**Task details**
Return all the data verbatim but without images.

(Stored items)

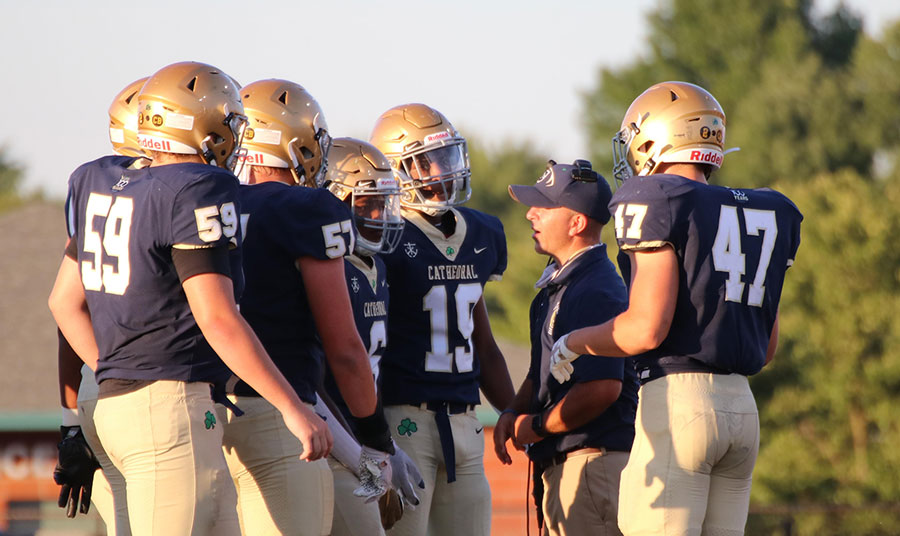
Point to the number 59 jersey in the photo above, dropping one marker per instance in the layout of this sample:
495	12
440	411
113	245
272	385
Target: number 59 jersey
734	247
125	224
435	282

**Exercise output**
Point to the number 59 jersey in the photo above, dropping one marker per instance in the layout of this sample:
495	12
440	411
113	245
272	385
Target: number 59 jersey
734	247
125	224
435	282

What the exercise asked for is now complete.